▸ **Problem**
Which lines make up the answer? Those from the line with "plate in the photo above." through the end of the data; reproduce them exactly.
### Data provided ###
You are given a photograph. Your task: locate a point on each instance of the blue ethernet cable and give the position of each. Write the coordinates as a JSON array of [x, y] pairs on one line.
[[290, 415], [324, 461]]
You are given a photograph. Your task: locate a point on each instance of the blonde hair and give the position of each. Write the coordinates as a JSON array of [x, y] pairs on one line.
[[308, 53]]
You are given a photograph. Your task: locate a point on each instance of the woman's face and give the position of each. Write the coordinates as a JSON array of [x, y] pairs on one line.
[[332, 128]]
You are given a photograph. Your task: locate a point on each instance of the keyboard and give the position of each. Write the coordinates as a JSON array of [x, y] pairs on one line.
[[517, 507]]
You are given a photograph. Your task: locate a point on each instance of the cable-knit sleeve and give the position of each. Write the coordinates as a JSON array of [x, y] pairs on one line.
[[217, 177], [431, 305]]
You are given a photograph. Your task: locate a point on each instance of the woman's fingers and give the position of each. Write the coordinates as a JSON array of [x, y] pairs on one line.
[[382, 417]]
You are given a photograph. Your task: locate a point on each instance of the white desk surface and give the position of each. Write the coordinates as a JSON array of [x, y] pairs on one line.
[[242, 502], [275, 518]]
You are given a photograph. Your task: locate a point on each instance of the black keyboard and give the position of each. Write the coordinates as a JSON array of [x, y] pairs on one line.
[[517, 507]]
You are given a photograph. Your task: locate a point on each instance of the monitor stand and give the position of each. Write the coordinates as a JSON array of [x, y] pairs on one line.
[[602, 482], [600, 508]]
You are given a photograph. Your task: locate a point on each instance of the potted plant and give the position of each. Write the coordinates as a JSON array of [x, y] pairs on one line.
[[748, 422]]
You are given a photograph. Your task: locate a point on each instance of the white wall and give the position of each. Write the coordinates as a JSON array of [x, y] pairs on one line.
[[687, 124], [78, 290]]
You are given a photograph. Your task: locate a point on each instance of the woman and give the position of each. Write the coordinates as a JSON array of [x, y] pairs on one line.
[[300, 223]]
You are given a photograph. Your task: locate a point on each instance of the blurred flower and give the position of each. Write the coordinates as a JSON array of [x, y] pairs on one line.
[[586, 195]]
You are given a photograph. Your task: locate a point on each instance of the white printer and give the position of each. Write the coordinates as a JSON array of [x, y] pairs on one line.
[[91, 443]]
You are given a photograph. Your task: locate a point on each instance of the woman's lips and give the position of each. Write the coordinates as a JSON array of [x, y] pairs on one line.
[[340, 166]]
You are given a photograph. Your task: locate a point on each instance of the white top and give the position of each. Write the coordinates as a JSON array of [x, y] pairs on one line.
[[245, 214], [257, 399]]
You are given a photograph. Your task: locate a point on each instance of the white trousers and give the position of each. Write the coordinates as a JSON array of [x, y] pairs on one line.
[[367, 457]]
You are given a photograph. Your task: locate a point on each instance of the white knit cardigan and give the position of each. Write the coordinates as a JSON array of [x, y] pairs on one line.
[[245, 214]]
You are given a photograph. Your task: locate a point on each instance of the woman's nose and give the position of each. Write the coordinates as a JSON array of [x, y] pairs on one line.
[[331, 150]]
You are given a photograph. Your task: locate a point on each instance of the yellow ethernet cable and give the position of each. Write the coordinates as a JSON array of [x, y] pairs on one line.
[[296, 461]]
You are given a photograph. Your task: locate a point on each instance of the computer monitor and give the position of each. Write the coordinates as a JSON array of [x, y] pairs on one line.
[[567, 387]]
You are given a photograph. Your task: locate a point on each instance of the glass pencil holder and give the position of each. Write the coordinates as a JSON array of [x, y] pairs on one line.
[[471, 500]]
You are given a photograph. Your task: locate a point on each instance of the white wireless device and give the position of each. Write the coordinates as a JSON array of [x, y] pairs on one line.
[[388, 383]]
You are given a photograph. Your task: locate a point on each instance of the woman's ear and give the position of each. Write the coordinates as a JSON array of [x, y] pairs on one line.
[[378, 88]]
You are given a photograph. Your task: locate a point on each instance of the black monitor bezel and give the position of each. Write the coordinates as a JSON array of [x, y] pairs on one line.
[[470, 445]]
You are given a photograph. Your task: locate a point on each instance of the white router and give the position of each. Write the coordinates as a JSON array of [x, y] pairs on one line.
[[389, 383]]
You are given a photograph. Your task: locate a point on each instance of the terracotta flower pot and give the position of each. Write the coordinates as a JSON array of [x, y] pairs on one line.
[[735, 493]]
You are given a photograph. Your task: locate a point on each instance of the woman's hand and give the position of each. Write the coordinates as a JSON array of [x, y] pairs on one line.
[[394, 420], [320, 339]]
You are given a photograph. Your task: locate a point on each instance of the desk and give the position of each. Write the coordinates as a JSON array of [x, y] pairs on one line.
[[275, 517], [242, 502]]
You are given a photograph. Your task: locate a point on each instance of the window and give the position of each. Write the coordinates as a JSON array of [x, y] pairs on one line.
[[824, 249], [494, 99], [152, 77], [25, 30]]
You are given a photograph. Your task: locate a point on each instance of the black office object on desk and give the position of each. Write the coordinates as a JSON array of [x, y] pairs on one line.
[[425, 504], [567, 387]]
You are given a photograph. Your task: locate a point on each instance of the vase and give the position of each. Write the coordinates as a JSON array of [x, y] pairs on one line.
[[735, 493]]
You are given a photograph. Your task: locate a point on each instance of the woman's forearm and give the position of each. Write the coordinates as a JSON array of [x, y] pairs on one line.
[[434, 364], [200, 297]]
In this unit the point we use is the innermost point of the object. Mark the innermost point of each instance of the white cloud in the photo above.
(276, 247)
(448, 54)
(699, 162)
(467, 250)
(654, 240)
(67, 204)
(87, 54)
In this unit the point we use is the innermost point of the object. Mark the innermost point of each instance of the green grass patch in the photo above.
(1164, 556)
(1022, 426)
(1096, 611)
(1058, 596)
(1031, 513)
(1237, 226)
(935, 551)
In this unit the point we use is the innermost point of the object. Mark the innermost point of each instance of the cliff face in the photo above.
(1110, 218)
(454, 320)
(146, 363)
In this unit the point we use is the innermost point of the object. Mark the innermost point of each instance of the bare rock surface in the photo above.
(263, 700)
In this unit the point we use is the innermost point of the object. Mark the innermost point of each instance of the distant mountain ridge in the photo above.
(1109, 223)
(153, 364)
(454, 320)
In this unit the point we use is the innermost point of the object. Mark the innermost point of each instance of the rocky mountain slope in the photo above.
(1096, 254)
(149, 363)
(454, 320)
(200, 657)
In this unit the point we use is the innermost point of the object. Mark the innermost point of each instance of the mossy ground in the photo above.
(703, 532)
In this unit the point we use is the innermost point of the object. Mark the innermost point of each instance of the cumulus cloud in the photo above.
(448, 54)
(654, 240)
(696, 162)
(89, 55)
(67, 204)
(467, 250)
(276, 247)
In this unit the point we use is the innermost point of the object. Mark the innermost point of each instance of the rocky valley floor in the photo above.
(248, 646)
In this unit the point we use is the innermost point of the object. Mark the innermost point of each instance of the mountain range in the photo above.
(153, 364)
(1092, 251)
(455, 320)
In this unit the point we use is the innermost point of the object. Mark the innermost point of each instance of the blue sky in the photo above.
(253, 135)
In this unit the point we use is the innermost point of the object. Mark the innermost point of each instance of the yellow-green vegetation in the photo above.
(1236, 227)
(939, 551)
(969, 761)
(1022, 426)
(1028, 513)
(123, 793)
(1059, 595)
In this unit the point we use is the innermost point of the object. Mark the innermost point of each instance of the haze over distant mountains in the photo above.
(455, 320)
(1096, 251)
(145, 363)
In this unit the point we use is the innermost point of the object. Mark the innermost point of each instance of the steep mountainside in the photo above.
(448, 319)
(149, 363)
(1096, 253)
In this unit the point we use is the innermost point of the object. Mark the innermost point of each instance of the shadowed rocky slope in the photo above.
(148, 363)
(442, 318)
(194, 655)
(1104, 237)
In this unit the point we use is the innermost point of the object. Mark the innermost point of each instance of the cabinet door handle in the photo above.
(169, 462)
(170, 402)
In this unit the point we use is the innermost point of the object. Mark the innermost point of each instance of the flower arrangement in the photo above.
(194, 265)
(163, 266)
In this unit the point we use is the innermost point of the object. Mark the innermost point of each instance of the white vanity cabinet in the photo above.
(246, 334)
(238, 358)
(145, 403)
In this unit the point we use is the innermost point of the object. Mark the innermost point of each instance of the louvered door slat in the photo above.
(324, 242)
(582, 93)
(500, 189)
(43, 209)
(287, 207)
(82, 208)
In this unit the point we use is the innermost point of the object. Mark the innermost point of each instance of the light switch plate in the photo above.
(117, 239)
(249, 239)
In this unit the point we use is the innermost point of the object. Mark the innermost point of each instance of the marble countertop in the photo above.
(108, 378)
###
▸ **Exercise output**
In this unit the point we use is the innermost point of the object. Mark the innermost point of each instance of the light switch plate in the photo above.
(117, 239)
(249, 239)
In this unit the point we use is the innermost point of the object. Mark the innermost point of each instance of the marble countertop in the photo above.
(108, 378)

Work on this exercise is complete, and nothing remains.